● ABOUT THIS TASK
The answer must be exactly the lines from the one containing "Please pin the quarter" through the end of the material, with both ends kept and no other lines.

● DATA SUPPLIED
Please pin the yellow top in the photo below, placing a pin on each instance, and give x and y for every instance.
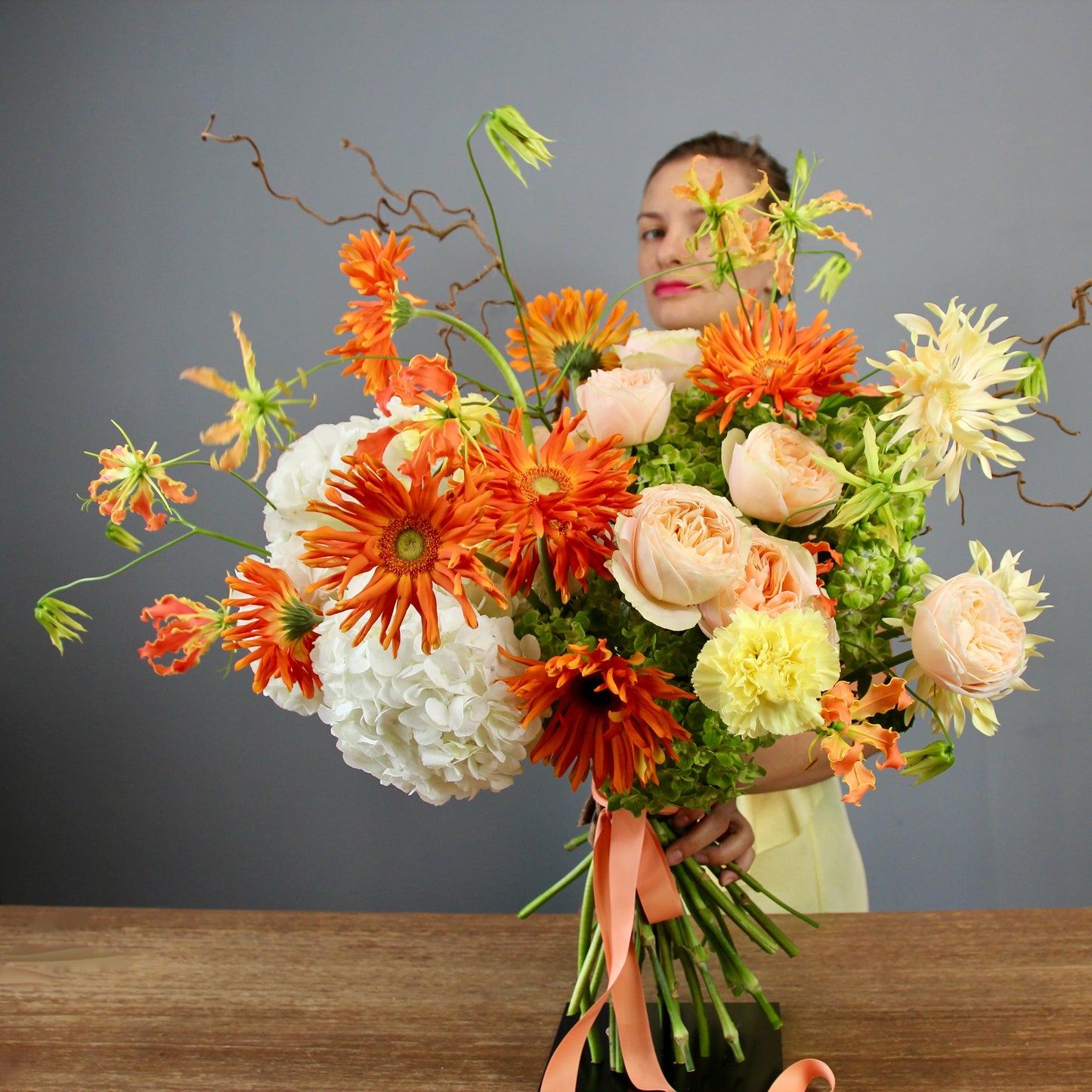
(805, 849)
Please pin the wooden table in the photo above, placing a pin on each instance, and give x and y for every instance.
(203, 1001)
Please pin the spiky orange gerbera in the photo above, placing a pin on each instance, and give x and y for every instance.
(765, 354)
(606, 716)
(569, 330)
(568, 497)
(269, 617)
(409, 540)
(373, 269)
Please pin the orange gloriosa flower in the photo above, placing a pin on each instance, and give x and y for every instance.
(184, 628)
(763, 354)
(373, 269)
(568, 497)
(135, 483)
(852, 731)
(606, 718)
(409, 540)
(449, 426)
(569, 333)
(268, 617)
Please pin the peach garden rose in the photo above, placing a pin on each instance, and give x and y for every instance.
(630, 404)
(673, 352)
(969, 639)
(772, 474)
(680, 546)
(778, 576)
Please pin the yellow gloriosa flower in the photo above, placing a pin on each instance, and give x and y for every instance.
(944, 398)
(255, 411)
(508, 129)
(766, 674)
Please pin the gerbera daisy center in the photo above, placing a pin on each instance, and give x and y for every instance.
(545, 481)
(410, 545)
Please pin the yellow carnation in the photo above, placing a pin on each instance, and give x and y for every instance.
(766, 674)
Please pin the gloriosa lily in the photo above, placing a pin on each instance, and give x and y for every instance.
(255, 411)
(795, 216)
(873, 493)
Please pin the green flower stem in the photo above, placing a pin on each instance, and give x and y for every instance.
(580, 988)
(480, 385)
(490, 351)
(547, 571)
(755, 886)
(596, 1045)
(680, 1038)
(586, 920)
(223, 539)
(734, 969)
(559, 886)
(129, 565)
(500, 252)
(708, 887)
(238, 478)
(697, 951)
(747, 903)
(694, 984)
(616, 1060)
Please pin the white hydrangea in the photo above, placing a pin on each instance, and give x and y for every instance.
(441, 725)
(299, 478)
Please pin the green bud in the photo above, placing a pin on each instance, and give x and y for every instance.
(125, 540)
(930, 761)
(1033, 385)
(830, 277)
(508, 129)
(58, 621)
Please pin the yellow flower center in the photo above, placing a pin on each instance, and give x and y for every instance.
(545, 481)
(768, 366)
(410, 545)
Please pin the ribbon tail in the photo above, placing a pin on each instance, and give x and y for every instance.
(800, 1074)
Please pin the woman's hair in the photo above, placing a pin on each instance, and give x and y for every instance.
(716, 144)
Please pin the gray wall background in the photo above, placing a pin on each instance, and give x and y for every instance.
(127, 242)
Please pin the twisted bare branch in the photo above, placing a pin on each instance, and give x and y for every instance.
(391, 208)
(1021, 481)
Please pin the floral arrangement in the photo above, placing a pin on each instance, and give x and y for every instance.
(713, 546)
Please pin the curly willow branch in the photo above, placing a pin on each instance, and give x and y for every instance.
(1021, 481)
(390, 208)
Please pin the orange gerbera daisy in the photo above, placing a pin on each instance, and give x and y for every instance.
(569, 333)
(373, 269)
(767, 355)
(183, 627)
(409, 540)
(606, 716)
(268, 616)
(568, 497)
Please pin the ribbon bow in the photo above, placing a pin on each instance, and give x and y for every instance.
(628, 863)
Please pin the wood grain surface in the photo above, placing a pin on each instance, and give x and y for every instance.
(159, 999)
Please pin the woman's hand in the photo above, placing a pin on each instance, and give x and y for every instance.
(723, 824)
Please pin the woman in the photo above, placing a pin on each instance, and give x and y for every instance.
(805, 849)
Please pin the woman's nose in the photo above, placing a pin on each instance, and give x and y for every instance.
(673, 249)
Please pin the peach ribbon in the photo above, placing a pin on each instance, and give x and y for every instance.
(628, 863)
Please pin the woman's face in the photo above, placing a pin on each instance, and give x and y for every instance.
(685, 297)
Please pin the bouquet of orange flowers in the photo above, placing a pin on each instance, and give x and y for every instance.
(713, 549)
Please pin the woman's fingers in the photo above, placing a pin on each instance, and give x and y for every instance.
(723, 820)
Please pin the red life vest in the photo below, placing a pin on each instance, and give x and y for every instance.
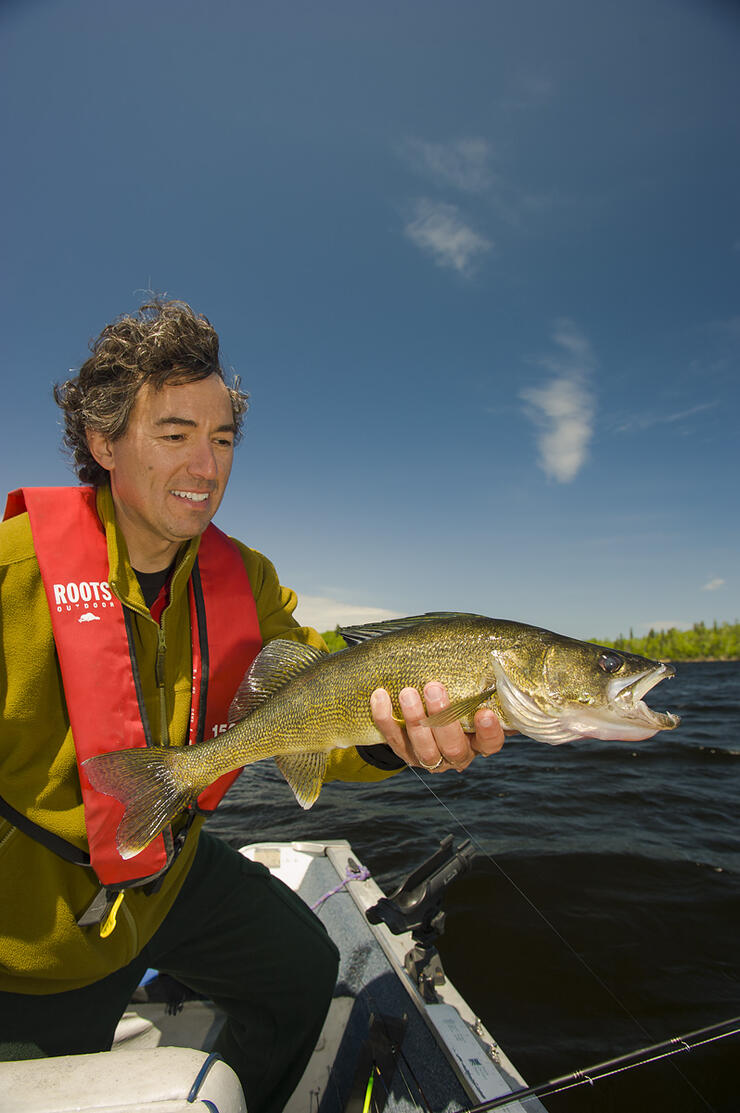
(91, 631)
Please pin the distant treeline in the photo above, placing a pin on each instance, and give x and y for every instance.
(720, 641)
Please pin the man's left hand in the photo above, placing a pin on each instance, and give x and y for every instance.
(441, 748)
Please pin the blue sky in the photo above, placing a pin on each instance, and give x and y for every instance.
(476, 263)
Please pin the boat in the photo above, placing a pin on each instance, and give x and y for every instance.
(398, 1036)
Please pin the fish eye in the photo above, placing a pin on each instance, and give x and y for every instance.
(611, 662)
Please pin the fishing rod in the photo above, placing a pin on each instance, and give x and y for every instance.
(688, 1041)
(551, 926)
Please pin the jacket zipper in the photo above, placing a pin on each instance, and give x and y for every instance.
(159, 675)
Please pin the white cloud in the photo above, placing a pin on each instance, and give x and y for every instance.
(564, 407)
(464, 164)
(323, 613)
(438, 229)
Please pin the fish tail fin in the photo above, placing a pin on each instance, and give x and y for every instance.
(150, 784)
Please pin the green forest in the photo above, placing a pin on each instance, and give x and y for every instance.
(717, 642)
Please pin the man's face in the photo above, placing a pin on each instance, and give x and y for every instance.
(169, 470)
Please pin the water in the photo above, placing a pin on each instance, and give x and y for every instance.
(603, 910)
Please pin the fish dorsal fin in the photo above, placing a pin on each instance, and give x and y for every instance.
(461, 709)
(355, 634)
(279, 661)
(304, 774)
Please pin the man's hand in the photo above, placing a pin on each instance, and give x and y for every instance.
(443, 748)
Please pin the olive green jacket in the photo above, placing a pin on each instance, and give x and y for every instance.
(42, 949)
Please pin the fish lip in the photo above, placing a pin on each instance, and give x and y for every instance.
(628, 696)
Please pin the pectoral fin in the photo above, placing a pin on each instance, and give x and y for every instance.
(279, 661)
(461, 709)
(304, 774)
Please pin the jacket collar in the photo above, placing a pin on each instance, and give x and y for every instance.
(121, 575)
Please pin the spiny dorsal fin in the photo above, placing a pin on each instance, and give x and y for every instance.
(279, 661)
(355, 634)
(304, 774)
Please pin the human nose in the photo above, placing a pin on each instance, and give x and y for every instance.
(203, 461)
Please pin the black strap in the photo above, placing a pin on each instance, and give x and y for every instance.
(60, 846)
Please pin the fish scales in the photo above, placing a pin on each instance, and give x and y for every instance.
(296, 705)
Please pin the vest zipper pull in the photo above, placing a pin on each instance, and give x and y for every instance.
(109, 922)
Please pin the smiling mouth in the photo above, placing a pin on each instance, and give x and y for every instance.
(191, 495)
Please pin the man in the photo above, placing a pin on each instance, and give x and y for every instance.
(128, 619)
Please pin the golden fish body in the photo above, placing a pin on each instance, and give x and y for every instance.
(297, 703)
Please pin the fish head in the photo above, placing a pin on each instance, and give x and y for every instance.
(558, 689)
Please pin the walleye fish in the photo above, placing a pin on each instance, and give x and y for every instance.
(296, 703)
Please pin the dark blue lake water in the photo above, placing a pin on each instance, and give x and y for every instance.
(603, 910)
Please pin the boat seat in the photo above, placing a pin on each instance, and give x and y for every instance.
(159, 1080)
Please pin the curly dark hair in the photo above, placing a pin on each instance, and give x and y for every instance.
(163, 342)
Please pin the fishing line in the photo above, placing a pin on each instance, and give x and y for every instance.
(552, 927)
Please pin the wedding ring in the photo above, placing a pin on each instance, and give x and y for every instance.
(431, 768)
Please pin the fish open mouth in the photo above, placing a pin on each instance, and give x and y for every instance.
(628, 697)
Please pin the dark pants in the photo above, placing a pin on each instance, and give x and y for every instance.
(234, 934)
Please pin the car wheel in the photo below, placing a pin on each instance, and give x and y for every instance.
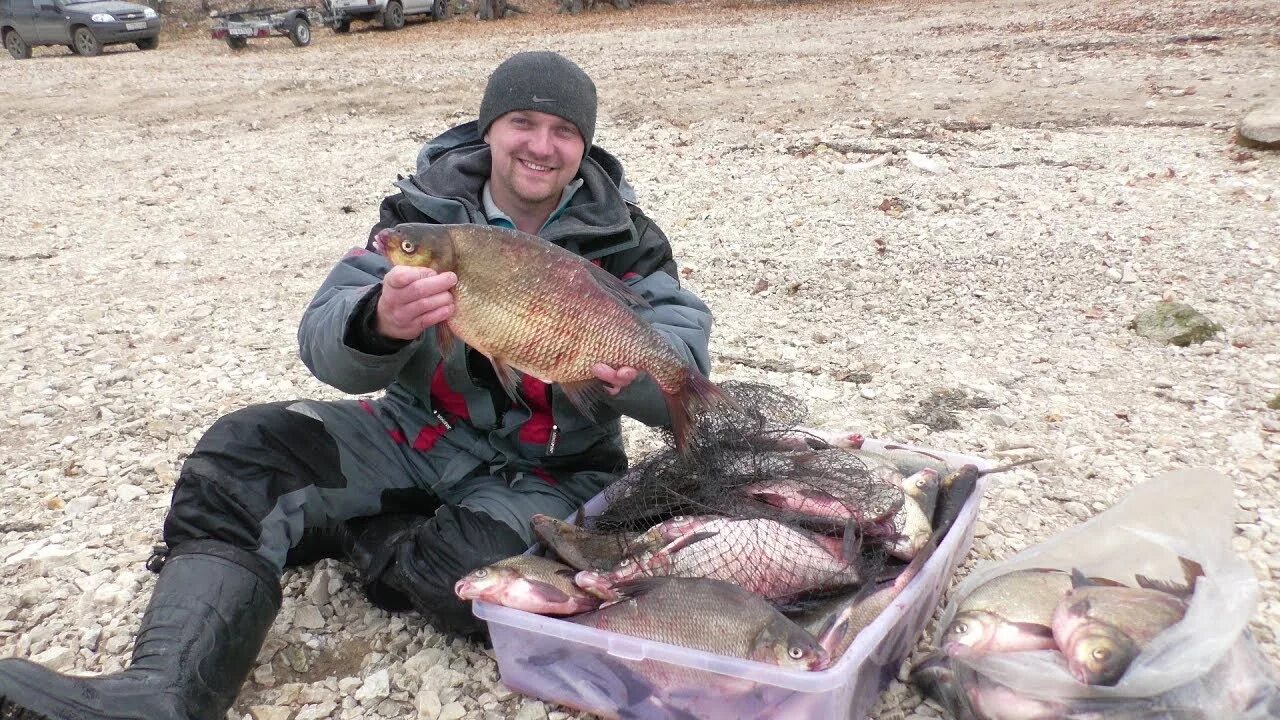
(393, 17)
(16, 45)
(300, 32)
(86, 42)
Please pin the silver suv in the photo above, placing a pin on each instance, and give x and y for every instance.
(83, 26)
(389, 13)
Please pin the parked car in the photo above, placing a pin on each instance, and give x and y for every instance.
(83, 26)
(389, 13)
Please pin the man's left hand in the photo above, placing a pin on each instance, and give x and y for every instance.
(615, 378)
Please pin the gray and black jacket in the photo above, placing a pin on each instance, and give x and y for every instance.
(429, 396)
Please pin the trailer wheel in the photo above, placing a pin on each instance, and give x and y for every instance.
(300, 32)
(393, 17)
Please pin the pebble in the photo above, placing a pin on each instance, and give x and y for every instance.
(452, 711)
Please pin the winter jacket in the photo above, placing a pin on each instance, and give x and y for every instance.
(428, 395)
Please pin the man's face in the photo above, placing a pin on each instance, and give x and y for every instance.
(534, 156)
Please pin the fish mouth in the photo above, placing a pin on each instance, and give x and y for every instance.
(383, 238)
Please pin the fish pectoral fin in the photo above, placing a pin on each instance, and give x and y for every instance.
(618, 290)
(585, 395)
(507, 376)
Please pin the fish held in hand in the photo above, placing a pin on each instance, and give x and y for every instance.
(529, 583)
(535, 308)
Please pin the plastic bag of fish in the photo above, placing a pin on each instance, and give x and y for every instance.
(1139, 613)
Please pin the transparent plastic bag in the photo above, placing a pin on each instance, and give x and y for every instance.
(1202, 666)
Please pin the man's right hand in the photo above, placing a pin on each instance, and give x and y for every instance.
(412, 300)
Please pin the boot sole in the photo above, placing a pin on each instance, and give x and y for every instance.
(12, 711)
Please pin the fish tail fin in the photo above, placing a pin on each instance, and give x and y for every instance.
(695, 395)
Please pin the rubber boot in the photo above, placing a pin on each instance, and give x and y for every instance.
(210, 611)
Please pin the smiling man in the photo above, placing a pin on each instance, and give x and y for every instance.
(429, 481)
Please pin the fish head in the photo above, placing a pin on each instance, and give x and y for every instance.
(970, 632)
(922, 483)
(786, 645)
(419, 245)
(485, 583)
(1098, 654)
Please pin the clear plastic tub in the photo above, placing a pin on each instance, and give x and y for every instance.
(609, 674)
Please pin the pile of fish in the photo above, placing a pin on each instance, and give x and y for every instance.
(776, 548)
(1097, 627)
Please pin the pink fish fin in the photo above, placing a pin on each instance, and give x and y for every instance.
(1034, 629)
(695, 395)
(548, 592)
(444, 338)
(618, 290)
(585, 395)
(685, 541)
(508, 377)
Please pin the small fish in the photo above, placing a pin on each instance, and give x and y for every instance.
(1101, 629)
(529, 583)
(912, 524)
(1008, 614)
(850, 619)
(767, 557)
(959, 484)
(535, 308)
(708, 615)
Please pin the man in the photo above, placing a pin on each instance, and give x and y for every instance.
(446, 466)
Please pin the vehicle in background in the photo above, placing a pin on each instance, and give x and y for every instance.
(83, 26)
(389, 13)
(238, 26)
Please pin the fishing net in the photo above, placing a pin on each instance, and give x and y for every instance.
(753, 501)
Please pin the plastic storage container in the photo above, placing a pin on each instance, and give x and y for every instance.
(607, 673)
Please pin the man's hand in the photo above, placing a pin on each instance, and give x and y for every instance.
(616, 379)
(412, 300)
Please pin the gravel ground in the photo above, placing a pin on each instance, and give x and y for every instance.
(881, 201)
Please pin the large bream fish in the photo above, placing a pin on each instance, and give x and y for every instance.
(533, 306)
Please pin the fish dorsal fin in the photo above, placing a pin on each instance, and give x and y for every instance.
(621, 291)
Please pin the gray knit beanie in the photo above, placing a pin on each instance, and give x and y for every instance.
(545, 82)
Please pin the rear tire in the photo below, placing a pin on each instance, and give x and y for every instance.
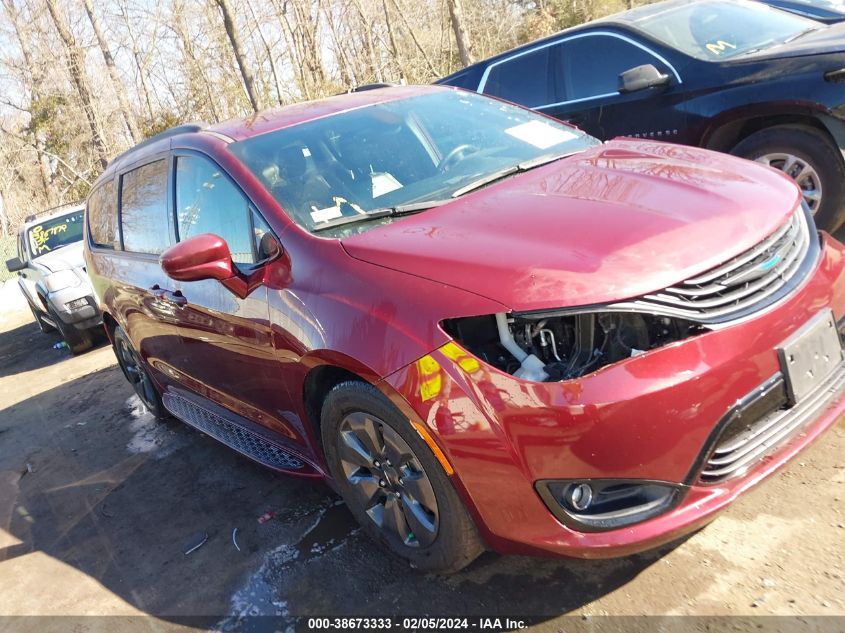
(135, 371)
(810, 155)
(393, 485)
(78, 341)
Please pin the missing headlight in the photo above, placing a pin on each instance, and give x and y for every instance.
(552, 348)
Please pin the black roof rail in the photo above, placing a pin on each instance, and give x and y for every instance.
(186, 128)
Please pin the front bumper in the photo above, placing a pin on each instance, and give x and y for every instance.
(83, 315)
(651, 417)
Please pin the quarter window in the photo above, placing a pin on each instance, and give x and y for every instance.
(102, 216)
(525, 79)
(590, 66)
(208, 202)
(143, 209)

● ANSWER TO THE PROBLEM
Please pin the quarter window in the photo above, placing a pin on each instance, and give x and y for every instance.
(102, 216)
(525, 79)
(590, 66)
(208, 202)
(143, 209)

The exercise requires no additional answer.